▶ [Task instructions]:
Rewrite the stretch of the book-review excerpt from "Elie Wiesel spent" through "under unconscionable conditions.", putting "account" wherever "memoir" appears.

▶ [Extract]:
# # #
The author's youthfulness helps to assure the inevitable comparison with the Anne Frank diary although over and above the...

Elie Wiesel spent his early years in a small Transylvanian town as one of four children. 

He was the only one of the family to survive what Francois Maurois, in his introduction, calls the "human holocaust" of the persecution of the Jews, which began with the restrictions, the singularization of the yellow star, the enclosure within the ghetto, and went on to the mass deportations to the ovens of Auschwitz and Buchenwald. There are unforgettable and horrifying scenes here in this spare and sombre memoir of this experience of the hanging of a child, of his first farewell with his father who leaves him an inheritance of a knife and a spoon, and of his last goodbye at Buchenwald his father's corpse is already cold let alone the long months of survival under unconscionable conditions.
# # #
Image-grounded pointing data
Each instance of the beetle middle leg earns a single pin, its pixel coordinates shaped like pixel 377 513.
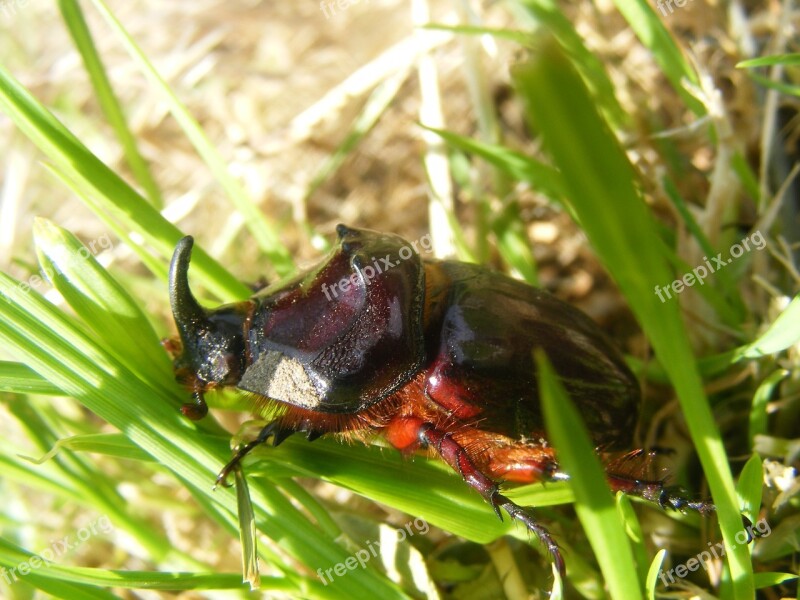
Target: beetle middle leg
pixel 459 459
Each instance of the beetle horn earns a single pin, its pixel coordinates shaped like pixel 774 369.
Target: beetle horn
pixel 188 313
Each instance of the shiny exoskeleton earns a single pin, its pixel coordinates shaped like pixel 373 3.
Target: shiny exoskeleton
pixel 432 354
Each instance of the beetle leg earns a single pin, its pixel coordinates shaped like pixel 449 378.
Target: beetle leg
pixel 459 460
pixel 667 497
pixel 272 429
pixel 197 409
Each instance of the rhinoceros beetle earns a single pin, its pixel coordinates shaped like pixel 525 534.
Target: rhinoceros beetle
pixel 431 354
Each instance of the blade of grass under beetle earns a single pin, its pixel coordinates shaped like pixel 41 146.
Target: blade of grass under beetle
pixel 247 532
pixel 21 379
pixel 594 504
pixel 758 410
pixel 781 334
pixel 45 339
pixel 750 487
pixel 653 574
pixel 601 187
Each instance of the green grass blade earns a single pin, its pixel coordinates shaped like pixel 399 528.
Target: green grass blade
pixel 544 178
pixel 263 233
pixel 783 333
pixel 114 198
pixel 594 504
pixel 650 30
pixel 768 61
pixel 21 379
pixel 82 37
pixel 602 189
pixel 98 299
pixel 591 68
pixel 63 353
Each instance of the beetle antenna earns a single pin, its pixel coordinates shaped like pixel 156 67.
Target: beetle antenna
pixel 187 311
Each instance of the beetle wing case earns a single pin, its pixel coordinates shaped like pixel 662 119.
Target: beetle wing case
pixel 344 336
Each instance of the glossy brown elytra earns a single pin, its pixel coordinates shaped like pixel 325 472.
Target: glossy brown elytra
pixel 431 354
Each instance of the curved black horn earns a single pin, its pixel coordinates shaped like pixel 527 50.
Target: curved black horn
pixel 187 311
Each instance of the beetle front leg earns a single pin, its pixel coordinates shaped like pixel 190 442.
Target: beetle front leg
pixel 272 429
pixel 457 457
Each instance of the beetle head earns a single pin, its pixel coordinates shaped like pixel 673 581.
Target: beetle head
pixel 343 335
pixel 212 340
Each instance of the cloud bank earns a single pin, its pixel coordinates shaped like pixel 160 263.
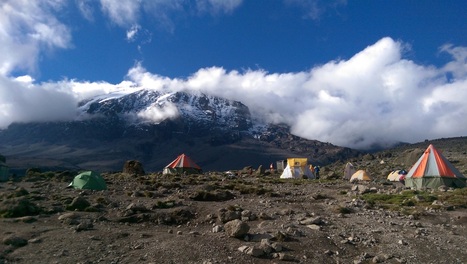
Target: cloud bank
pixel 375 97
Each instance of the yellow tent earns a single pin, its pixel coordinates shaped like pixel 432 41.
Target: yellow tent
pixel 297 168
pixel 394 176
pixel 360 175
# # #
▶ [Exercise solution]:
Elie Wiesel spent his early years in a small Transylvanian town as one of four children. 

He was the only one of the family to survive what Francois Maurois, in his introduction, calls the "human holocaust" of the persecution of the Jews, which began with the restrictions, the singularization of the yellow star, the enclosure within the ghetto, and went on to the mass deportations to the ovens of Auschwitz and Buchenwald. There are unforgettable and horrifying scenes here in this spare and sombre account of this experience of the hanging of a child, of his first farewell with his father who leaves him an inheritance of a knife and a spoon, and of his last goodbye at Buchenwald his father's corpse is already cold let alone the long months of survival under unconscionable conditions.